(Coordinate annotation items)

-=-=-=-=-

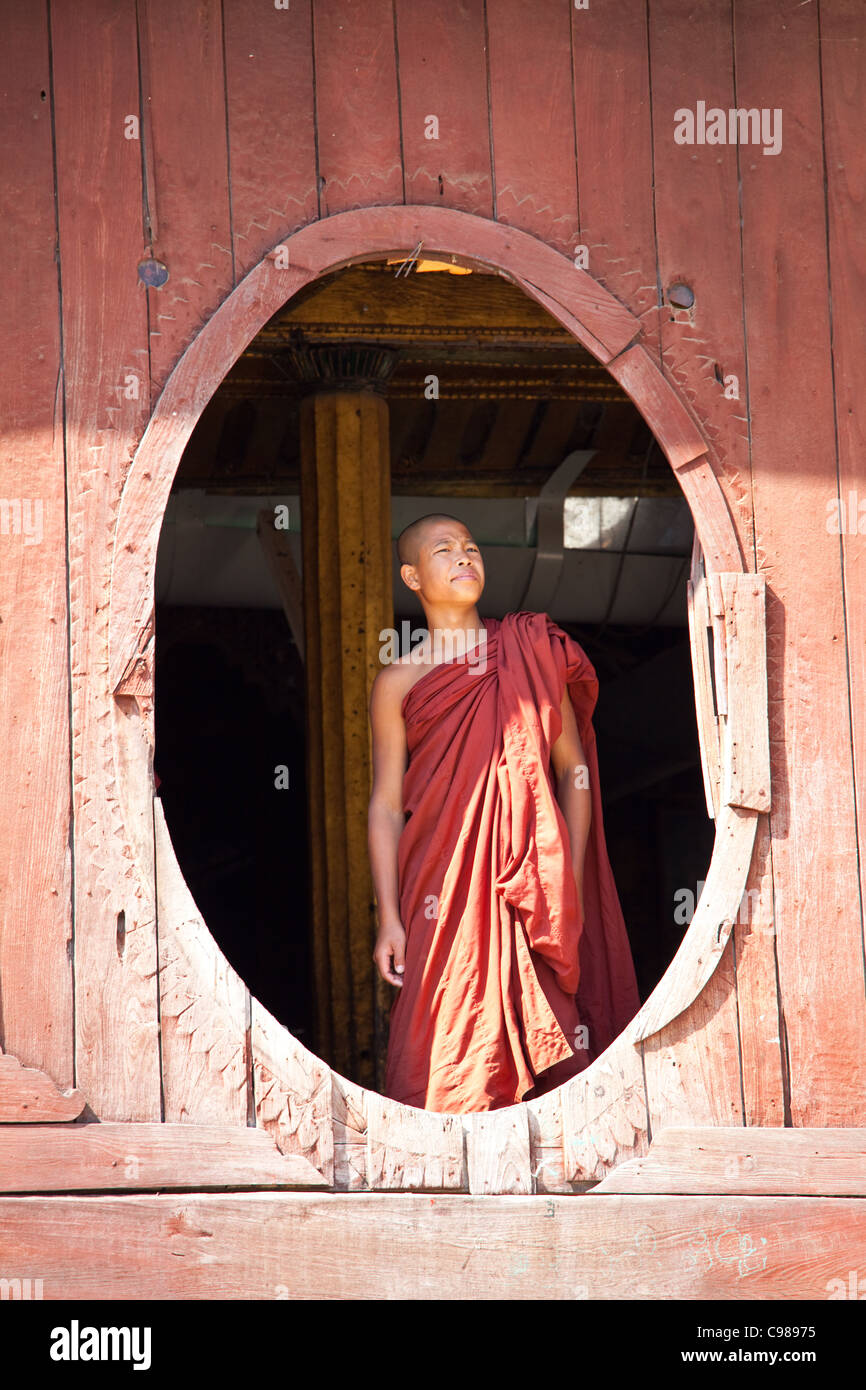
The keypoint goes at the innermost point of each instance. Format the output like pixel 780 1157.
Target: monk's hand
pixel 389 952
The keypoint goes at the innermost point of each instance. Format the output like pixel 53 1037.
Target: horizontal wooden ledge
pixel 369 1246
pixel 727 1161
pixel 97 1157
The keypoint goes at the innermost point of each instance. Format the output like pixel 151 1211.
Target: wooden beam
pixel 346 533
pixel 27 1094
pixel 46 1158
pixel 395 1246
pixel 54 1158
pixel 805 1162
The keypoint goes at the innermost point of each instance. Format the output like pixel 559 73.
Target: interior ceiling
pixel 516 392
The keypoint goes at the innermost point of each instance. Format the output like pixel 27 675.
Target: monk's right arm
pixel 385 822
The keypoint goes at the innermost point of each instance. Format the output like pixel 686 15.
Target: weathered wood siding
pixel 255 121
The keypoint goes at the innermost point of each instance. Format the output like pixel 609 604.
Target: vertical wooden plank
pixel 410 1150
pixel 184 120
pixel 615 156
pixel 442 71
pixel 698 243
pixel 268 79
pixel 292 1093
pixel 844 82
pixel 99 192
pixel 202 1005
pixel 35 799
pixel 692 1065
pixel 498 1151
pixel 356 104
pixel 698 236
pixel 533 118
pixel 815 849
pixel 758 1007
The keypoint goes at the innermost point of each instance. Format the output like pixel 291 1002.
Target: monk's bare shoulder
pixel 392 684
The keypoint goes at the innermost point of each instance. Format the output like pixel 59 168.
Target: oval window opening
pixel 492 413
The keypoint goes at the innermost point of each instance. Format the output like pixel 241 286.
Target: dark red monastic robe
pixel 502 973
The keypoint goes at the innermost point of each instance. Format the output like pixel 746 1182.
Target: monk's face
pixel 448 567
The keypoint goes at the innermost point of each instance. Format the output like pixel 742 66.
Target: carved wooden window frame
pixel 357 1139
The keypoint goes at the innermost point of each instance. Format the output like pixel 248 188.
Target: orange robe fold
pixel 503 977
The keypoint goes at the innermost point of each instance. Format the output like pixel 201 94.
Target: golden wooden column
pixel 345 480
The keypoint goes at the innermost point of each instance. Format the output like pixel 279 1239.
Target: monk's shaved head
pixel 412 538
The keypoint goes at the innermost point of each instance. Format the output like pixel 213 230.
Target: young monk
pixel 487 848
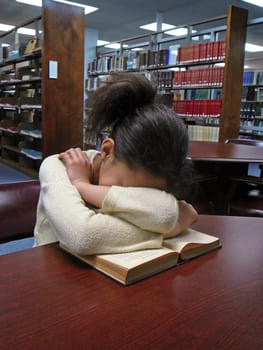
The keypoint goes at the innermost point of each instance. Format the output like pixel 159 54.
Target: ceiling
pixel 118 19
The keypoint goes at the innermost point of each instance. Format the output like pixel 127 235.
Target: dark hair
pixel 146 134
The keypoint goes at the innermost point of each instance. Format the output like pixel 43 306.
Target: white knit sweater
pixel 131 218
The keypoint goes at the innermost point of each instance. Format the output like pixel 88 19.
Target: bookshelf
pixel 209 97
pixel 41 114
pixel 251 115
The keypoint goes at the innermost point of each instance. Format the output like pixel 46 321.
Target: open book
pixel 128 268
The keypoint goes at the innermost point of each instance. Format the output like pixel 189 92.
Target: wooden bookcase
pixel 57 108
pixel 231 88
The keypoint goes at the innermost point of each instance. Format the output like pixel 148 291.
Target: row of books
pixel 199 77
pixel 151 58
pixel 203 133
pixel 214 50
pixel 251 109
pixel 130 60
pixel 198 108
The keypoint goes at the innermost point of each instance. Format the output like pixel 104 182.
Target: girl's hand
pixel 77 164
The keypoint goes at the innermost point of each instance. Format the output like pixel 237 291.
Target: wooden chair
pixel 246 190
pixel 18 204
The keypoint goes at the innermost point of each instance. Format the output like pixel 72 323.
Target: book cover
pixel 132 267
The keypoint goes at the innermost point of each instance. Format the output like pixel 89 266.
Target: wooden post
pixel 62 76
pixel 233 74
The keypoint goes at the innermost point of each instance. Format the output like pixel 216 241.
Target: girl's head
pixel 146 135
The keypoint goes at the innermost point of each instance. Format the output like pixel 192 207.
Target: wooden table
pixel 222 161
pixel 48 300
pixel 224 152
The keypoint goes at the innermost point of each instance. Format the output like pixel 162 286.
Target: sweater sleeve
pixel 148 208
pixel 80 228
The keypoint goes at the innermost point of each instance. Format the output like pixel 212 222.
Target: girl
pixel 122 198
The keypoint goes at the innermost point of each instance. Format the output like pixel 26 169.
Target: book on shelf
pixel 128 268
pixel 207 51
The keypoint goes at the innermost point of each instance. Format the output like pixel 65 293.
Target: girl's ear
pixel 107 147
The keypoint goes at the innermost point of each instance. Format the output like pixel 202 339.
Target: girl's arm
pixel 63 213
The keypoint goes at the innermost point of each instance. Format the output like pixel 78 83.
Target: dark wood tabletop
pixel 224 152
pixel 49 300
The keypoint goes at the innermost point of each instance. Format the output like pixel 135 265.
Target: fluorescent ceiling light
pixel 253 48
pixel 115 46
pixel 87 8
pixel 22 30
pixel 26 31
pixel 153 26
pixel 102 42
pixel 178 32
pixel 5 27
pixel 255 2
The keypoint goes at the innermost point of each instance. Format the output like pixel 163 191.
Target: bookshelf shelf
pixel 36 112
pixel 225 93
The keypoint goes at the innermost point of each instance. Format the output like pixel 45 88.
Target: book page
pixel 190 238
pixel 133 259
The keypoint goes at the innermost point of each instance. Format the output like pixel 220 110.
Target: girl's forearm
pixel 92 194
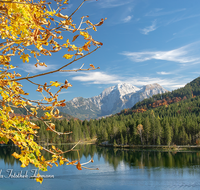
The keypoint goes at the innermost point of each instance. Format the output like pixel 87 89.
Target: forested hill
pixel 190 90
pixel 23 112
pixel 177 121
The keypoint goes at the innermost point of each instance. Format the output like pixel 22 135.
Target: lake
pixel 118 169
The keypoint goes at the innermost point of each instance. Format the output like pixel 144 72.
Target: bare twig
pixel 57 70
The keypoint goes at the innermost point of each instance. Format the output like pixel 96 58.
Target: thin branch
pixel 71 148
pixel 7 45
pixel 79 70
pixel 25 3
pixel 37 83
pixel 77 9
pixel 57 70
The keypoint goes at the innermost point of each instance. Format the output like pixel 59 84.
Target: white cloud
pixel 182 18
pixel 113 3
pixel 163 73
pixel 157 12
pixel 97 78
pixel 180 55
pixel 104 78
pixel 30 68
pixel 127 19
pixel 149 28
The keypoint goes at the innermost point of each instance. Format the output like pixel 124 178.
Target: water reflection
pixel 113 156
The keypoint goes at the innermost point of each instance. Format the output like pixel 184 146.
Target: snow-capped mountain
pixel 111 100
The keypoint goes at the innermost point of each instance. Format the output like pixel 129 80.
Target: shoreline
pixel 155 147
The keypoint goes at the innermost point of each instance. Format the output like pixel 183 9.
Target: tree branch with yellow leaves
pixel 29 28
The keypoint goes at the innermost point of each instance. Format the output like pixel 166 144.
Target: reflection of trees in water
pixel 114 156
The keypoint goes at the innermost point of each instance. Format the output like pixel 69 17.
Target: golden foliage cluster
pixel 33 29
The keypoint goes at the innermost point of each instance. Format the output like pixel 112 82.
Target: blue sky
pixel 144 42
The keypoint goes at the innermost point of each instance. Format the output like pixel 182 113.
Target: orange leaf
pixel 78 166
pixel 74 38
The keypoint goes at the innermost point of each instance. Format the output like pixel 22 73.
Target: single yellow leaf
pixel 68 56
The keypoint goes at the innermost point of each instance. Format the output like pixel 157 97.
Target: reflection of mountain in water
pixel 115 157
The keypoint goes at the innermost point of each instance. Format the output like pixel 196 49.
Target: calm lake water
pixel 118 169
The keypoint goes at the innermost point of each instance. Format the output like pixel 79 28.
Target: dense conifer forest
pixel 167 119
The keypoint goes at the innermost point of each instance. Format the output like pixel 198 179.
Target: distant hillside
pixel 23 112
pixel 190 90
pixel 170 119
pixel 110 101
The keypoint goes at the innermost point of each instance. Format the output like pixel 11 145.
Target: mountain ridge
pixel 110 101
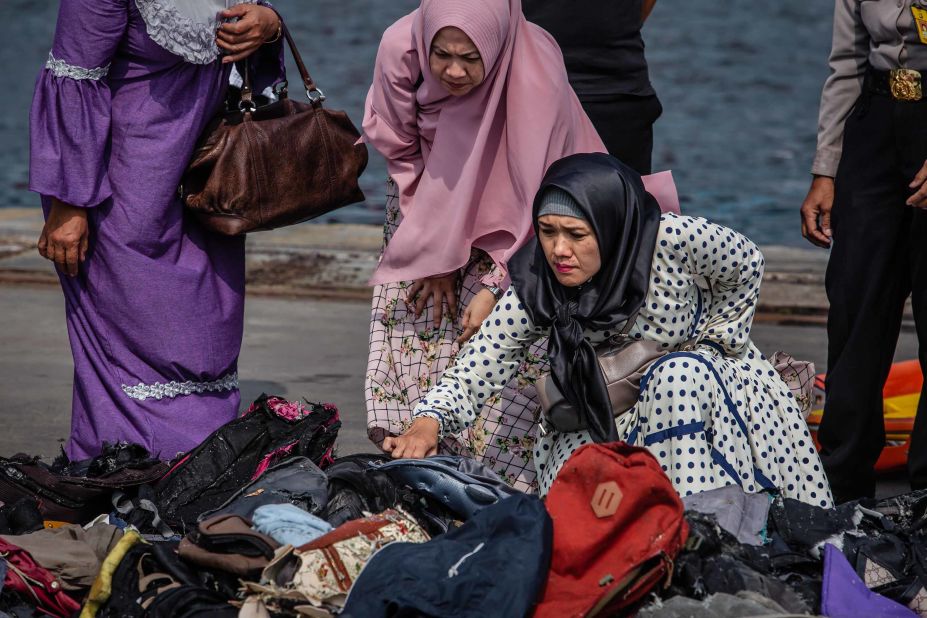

-=-=-=-=-

§ EXERCISE GOAL: Return every line from the start of the items through the line containing "pixel 255 121", copied verbatim with both ends included. Omit the pictures from your answer.

§ COMPLETE RESPONSE:
The keypoint goes at the innermost point of each instance. Format the output like pixel 780 1157.
Target: monk's hand
pixel 389 952
The keypoint goes at the innermost point of each instance. Format the output like pixel 53 1037.
Target: horizontal wooden ledge
pixel 369 1246
pixel 727 1161
pixel 97 1157
The keypoint goes at the innermost point of each instance. Format the output like pixel 151 1211.
Target: wooden beam
pixel 346 533
pixel 27 1094
pixel 46 1158
pixel 395 1246
pixel 54 1158
pixel 805 1162
The keypoint goes at the innermost point of each instance. Format the output like pixel 559 73.
Target: interior ceiling
pixel 516 392
The keypoint goes at the innermost point of each instance. Format the output like pixel 27 675.
Target: monk's right arm
pixel 385 822
The keypoint goes at the innermost point of each instance. Format the output like pixel 686 15.
Target: weathered wood siding
pixel 255 121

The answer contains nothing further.